§ OBJECTIVE:
Please show each line of the items below that contains the word "utility", treating uppercase and lowercase as different.

Excerpts from a pointing dataset:
•••
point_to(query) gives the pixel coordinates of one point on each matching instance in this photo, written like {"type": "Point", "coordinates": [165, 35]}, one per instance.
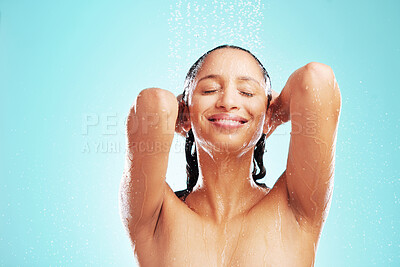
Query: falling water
{"type": "Point", "coordinates": [198, 26]}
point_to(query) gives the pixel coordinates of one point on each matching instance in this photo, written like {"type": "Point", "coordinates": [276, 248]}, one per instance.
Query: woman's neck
{"type": "Point", "coordinates": [225, 188]}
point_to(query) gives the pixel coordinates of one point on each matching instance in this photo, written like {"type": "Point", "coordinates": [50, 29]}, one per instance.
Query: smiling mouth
{"type": "Point", "coordinates": [228, 121]}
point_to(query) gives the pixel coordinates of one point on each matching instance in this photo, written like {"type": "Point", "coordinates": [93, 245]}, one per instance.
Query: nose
{"type": "Point", "coordinates": [227, 98]}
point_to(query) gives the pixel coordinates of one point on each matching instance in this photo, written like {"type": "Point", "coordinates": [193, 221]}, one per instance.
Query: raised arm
{"type": "Point", "coordinates": [311, 100]}
{"type": "Point", "coordinates": [150, 130]}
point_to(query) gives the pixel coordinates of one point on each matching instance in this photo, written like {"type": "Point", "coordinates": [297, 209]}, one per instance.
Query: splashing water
{"type": "Point", "coordinates": [198, 27]}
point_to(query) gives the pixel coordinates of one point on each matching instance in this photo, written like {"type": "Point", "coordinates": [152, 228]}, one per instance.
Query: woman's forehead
{"type": "Point", "coordinates": [230, 62]}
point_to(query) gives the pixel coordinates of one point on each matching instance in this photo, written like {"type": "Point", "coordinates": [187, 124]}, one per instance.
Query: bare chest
{"type": "Point", "coordinates": [245, 241]}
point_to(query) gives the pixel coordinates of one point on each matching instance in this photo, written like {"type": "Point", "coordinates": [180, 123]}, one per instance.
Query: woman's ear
{"type": "Point", "coordinates": [183, 124]}
{"type": "Point", "coordinates": [186, 123]}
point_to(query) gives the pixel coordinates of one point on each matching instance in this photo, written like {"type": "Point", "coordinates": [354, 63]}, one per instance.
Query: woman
{"type": "Point", "coordinates": [225, 217]}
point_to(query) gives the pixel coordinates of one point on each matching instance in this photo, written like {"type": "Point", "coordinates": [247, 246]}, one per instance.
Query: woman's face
{"type": "Point", "coordinates": [228, 103]}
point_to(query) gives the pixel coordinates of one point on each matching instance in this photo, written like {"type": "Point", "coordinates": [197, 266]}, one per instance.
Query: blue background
{"type": "Point", "coordinates": [70, 70]}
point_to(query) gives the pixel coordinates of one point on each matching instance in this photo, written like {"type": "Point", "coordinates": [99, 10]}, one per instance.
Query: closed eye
{"type": "Point", "coordinates": [209, 91]}
{"type": "Point", "coordinates": [246, 94]}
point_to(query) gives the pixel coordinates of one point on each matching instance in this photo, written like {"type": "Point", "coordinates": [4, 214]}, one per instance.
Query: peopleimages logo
{"type": "Point", "coordinates": [107, 132]}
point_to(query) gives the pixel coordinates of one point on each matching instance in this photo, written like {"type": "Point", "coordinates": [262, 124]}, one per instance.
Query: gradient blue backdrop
{"type": "Point", "coordinates": [70, 70]}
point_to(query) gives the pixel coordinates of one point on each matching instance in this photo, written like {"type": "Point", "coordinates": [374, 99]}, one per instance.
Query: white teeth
{"type": "Point", "coordinates": [228, 121]}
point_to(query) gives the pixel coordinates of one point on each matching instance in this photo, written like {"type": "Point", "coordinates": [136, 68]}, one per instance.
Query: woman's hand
{"type": "Point", "coordinates": [182, 116]}
{"type": "Point", "coordinates": [277, 113]}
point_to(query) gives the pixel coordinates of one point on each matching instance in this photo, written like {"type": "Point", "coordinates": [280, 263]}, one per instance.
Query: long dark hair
{"type": "Point", "coordinates": [192, 168]}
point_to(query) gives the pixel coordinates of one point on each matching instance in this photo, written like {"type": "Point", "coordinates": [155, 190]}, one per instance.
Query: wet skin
{"type": "Point", "coordinates": [228, 220]}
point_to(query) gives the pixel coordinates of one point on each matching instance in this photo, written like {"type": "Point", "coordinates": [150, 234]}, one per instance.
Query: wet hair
{"type": "Point", "coordinates": [192, 168]}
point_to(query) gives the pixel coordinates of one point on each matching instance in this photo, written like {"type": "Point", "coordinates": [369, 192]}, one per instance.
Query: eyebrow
{"type": "Point", "coordinates": [242, 78]}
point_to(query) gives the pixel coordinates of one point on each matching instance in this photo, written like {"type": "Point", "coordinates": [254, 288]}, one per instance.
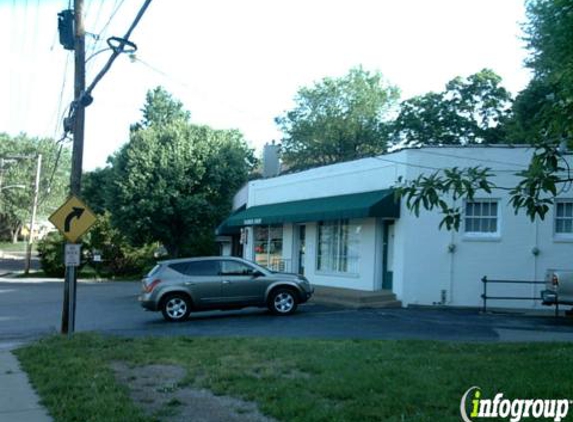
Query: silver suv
{"type": "Point", "coordinates": [179, 286]}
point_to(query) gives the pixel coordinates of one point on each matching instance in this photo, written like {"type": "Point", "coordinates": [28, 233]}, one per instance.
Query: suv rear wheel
{"type": "Point", "coordinates": [176, 307]}
{"type": "Point", "coordinates": [283, 301]}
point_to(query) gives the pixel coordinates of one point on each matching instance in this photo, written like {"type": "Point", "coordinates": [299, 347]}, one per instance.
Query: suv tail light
{"type": "Point", "coordinates": [555, 280]}
{"type": "Point", "coordinates": [149, 288]}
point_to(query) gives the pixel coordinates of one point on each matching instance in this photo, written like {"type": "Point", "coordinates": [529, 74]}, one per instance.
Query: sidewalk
{"type": "Point", "coordinates": [18, 400]}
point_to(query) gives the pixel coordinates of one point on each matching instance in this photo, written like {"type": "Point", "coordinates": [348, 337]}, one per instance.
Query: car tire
{"type": "Point", "coordinates": [176, 307]}
{"type": "Point", "coordinates": [283, 301]}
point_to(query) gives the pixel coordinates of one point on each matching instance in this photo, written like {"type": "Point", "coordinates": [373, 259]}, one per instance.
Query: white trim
{"type": "Point", "coordinates": [561, 237]}
{"type": "Point", "coordinates": [482, 236]}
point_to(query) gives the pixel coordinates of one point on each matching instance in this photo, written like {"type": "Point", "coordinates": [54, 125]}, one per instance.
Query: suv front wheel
{"type": "Point", "coordinates": [283, 301]}
{"type": "Point", "coordinates": [176, 307]}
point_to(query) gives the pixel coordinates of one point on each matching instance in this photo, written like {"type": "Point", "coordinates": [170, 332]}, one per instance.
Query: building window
{"type": "Point", "coordinates": [338, 247]}
{"type": "Point", "coordinates": [269, 246]}
{"type": "Point", "coordinates": [564, 217]}
{"type": "Point", "coordinates": [481, 217]}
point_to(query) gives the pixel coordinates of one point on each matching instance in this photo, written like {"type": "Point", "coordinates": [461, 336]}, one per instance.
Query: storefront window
{"type": "Point", "coordinates": [269, 246]}
{"type": "Point", "coordinates": [338, 246]}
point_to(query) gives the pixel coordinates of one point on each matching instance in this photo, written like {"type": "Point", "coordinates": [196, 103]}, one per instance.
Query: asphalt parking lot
{"type": "Point", "coordinates": [32, 308]}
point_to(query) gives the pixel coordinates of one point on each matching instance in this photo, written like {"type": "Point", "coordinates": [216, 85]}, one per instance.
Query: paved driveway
{"type": "Point", "coordinates": [31, 309]}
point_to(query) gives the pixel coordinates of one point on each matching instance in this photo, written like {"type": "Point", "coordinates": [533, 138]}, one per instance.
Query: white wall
{"type": "Point", "coordinates": [425, 266]}
{"type": "Point", "coordinates": [364, 175]}
{"type": "Point", "coordinates": [423, 263]}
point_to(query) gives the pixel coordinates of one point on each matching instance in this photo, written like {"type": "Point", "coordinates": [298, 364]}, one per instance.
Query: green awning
{"type": "Point", "coordinates": [357, 205]}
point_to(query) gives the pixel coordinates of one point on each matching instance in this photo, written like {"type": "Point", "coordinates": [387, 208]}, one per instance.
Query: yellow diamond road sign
{"type": "Point", "coordinates": [73, 219]}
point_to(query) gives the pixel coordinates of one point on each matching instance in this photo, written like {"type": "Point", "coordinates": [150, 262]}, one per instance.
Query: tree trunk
{"type": "Point", "coordinates": [14, 232]}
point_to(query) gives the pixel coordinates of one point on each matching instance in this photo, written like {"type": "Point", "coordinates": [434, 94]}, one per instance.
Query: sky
{"type": "Point", "coordinates": [238, 64]}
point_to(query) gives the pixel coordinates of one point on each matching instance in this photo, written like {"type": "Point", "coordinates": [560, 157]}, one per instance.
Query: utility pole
{"type": "Point", "coordinates": [70, 282]}
{"type": "Point", "coordinates": [33, 217]}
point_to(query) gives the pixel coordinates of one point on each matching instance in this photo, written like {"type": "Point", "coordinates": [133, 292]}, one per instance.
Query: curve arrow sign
{"type": "Point", "coordinates": [76, 213]}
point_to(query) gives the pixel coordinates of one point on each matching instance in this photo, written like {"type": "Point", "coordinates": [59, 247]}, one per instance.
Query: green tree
{"type": "Point", "coordinates": [470, 110]}
{"type": "Point", "coordinates": [173, 182]}
{"type": "Point", "coordinates": [20, 170]}
{"type": "Point", "coordinates": [549, 32]}
{"type": "Point", "coordinates": [338, 119]}
{"type": "Point", "coordinates": [543, 116]}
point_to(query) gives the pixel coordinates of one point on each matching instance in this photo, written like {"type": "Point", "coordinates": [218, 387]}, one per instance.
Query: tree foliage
{"type": "Point", "coordinates": [338, 119]}
{"type": "Point", "coordinates": [549, 32]}
{"type": "Point", "coordinates": [173, 182]}
{"type": "Point", "coordinates": [19, 169]}
{"type": "Point", "coordinates": [542, 116]}
{"type": "Point", "coordinates": [470, 110]}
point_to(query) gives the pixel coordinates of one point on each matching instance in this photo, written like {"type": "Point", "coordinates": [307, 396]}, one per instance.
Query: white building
{"type": "Point", "coordinates": [341, 227]}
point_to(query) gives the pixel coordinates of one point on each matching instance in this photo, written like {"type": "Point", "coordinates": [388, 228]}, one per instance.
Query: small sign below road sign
{"type": "Point", "coordinates": [73, 255]}
{"type": "Point", "coordinates": [73, 219]}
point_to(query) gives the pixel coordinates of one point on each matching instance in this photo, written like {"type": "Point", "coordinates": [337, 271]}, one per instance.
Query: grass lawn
{"type": "Point", "coordinates": [300, 380]}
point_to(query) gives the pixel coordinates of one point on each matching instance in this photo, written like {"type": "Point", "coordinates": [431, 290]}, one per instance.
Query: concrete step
{"type": "Point", "coordinates": [355, 298]}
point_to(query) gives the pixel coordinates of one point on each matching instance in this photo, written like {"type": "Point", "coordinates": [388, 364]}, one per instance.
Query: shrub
{"type": "Point", "coordinates": [51, 252]}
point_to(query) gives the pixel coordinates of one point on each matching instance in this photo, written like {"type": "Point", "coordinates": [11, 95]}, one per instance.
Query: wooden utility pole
{"type": "Point", "coordinates": [33, 214]}
{"type": "Point", "coordinates": [69, 307]}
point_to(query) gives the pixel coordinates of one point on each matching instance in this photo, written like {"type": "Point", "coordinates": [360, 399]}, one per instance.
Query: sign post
{"type": "Point", "coordinates": [72, 219]}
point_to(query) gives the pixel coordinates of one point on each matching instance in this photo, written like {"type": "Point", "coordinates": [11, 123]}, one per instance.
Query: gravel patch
{"type": "Point", "coordinates": [157, 390]}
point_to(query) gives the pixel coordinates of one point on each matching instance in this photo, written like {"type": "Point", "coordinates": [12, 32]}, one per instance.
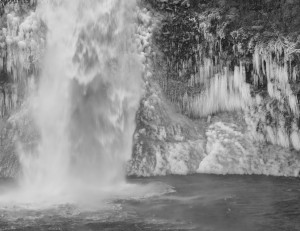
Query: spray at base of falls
{"type": "Point", "coordinates": [87, 97]}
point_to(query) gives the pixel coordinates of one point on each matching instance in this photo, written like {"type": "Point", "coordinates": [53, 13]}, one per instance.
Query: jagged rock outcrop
{"type": "Point", "coordinates": [232, 56]}
{"type": "Point", "coordinates": [22, 38]}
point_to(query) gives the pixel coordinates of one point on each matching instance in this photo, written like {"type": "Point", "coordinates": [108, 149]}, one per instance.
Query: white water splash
{"type": "Point", "coordinates": [87, 97]}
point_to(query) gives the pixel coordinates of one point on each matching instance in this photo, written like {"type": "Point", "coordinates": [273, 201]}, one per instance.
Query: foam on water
{"type": "Point", "coordinates": [84, 106]}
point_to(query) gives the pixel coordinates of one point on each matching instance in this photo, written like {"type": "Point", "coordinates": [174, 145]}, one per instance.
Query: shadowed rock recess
{"type": "Point", "coordinates": [221, 86]}
{"type": "Point", "coordinates": [222, 89]}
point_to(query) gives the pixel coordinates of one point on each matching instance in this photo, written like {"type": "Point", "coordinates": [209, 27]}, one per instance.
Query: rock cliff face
{"type": "Point", "coordinates": [21, 48]}
{"type": "Point", "coordinates": [221, 86]}
{"type": "Point", "coordinates": [230, 70]}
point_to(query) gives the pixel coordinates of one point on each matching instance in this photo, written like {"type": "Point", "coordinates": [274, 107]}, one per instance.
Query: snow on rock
{"type": "Point", "coordinates": [231, 151]}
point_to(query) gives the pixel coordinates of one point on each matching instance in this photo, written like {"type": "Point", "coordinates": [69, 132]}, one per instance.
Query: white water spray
{"type": "Point", "coordinates": [87, 96]}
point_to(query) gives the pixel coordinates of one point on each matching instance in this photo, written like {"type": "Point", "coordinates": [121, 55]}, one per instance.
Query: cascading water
{"type": "Point", "coordinates": [87, 96]}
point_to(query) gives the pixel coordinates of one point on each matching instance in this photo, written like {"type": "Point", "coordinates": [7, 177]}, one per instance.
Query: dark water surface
{"type": "Point", "coordinates": [200, 202]}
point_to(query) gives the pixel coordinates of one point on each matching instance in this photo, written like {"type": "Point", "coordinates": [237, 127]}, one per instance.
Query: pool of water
{"type": "Point", "coordinates": [197, 202]}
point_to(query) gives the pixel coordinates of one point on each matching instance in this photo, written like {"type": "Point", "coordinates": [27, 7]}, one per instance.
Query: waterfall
{"type": "Point", "coordinates": [87, 96]}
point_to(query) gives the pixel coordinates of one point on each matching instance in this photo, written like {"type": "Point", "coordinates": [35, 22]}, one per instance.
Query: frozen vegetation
{"type": "Point", "coordinates": [221, 86]}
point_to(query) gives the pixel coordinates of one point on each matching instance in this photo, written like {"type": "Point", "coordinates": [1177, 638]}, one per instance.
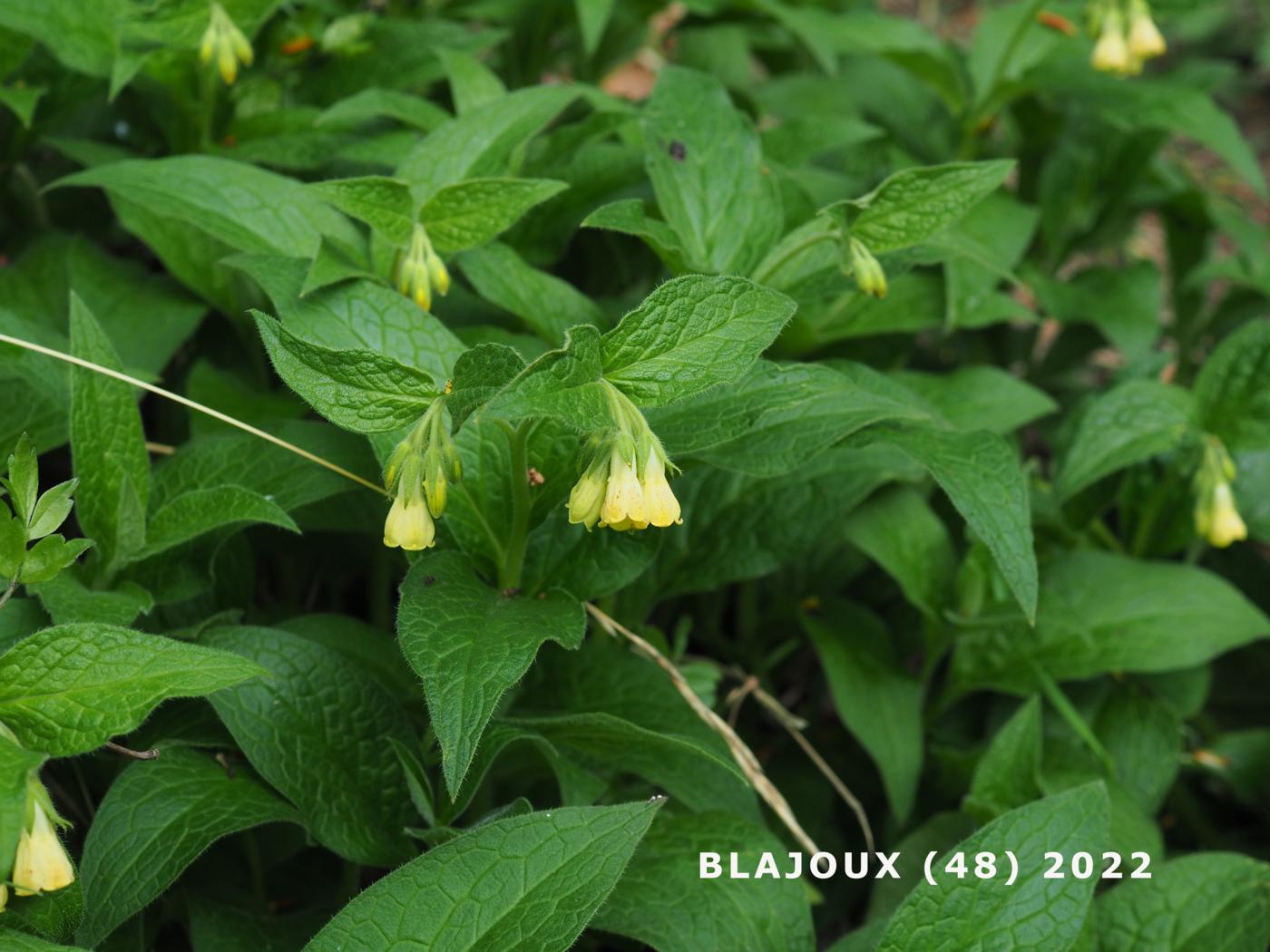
•••
§ EXERCISE RESULT:
Query: utility pole
Query: wooden utility pole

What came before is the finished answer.